Jean-Claude Ellena
Hermès In-house Perfumeur Creations: Un Jardin Après La Mousson, Terre d’Hermès, Kelly Calèche, Hermèssence Collection, First by Van Cleef & Arpels, Eau de Campagne by Sisely (more...)
Marian: If it was possible to travel back in time to any particular century and decade of your choice to meet your number one inspirational Perfumer:
When would that be? Please state century and decade.
Jean-Claude Ellena: XXth century, in 1911.
M: Who would that be?
Paul Poiret, the first couture house which created its own perfumery under the name ‘Les Parfums de Rosine’.
M: What specific questions would you want to learn from them?
I wouldn’t have any questions, but the wish to live a week with him, in his fantasy, share his carefree life, his parties. Well finally I would ask him one question: How did you collaborate with the perfumer who created for you, Henri Alméras?
M: If you could team up together in that time period, who would you like to co-create a fragrance for?
As fantasy is important for Paul Poiret, we could create together the first masculine perfume of a man who will change the vision of the world: Pablo Picasso who was 30 years old at that time.
M: If you could bring anything back with you, what would that be?
Humour and joy of living.
Andy Tauer
Perfumer and Founder, Tauer Perfumes Creations: Incense extrême, Rêverie au jardin, L'air du désert marocain, Le Maroc pour elle, Lonestar memories (more...)
I am not a fan of the early fifties and based on what I have learned about this time period I would rather like to leave this rubber plant and huge cocktail dress time to get my whiff of patchouli or other weeds later in the sixties. But I would be delighted to travel to 1950.

#### GOAL OF THE EXERCISE:
In the perfumer interview, what name did Paul Poiret's couture house give its own perfumery?

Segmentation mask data
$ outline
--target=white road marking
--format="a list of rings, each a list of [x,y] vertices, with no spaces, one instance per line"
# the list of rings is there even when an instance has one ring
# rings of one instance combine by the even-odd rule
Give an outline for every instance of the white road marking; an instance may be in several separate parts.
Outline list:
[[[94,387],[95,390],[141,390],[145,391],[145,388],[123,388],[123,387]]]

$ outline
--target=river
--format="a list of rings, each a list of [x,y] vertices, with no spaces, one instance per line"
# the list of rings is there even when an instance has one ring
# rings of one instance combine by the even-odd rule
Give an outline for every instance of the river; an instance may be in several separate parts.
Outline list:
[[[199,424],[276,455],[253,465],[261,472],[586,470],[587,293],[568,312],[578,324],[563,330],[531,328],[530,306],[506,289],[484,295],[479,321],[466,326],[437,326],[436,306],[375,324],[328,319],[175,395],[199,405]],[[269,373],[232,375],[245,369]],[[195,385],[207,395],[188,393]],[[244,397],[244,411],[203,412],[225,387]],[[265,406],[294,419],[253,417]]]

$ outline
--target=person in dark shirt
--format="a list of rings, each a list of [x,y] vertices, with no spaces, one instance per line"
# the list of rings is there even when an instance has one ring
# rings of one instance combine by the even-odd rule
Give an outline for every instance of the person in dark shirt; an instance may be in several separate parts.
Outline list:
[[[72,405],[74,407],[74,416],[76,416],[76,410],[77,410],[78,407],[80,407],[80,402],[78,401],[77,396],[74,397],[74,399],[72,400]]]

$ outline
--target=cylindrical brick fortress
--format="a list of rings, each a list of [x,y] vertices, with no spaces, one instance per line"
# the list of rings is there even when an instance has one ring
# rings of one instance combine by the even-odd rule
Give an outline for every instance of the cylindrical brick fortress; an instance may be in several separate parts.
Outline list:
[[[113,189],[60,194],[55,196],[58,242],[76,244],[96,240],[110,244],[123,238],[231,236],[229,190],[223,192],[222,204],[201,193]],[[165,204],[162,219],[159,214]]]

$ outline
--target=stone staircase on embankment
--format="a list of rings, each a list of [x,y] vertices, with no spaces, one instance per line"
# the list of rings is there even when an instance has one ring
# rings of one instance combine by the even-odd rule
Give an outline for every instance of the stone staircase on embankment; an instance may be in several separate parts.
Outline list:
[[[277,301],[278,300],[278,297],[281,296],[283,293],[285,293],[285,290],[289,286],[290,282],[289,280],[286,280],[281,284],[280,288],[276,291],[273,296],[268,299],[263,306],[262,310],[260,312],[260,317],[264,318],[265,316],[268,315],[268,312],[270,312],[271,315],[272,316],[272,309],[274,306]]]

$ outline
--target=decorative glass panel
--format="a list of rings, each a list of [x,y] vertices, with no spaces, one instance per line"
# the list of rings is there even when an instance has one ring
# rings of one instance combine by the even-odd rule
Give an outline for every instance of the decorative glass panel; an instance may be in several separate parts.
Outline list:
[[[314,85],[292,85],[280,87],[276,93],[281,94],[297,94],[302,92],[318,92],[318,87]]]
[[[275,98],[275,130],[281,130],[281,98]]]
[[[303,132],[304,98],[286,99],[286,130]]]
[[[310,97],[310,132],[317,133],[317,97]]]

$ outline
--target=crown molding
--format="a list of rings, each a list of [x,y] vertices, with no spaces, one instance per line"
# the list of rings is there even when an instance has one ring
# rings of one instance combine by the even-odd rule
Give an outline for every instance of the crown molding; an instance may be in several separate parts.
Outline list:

#### RESPONSE AREA:
Les Parfums de Rosine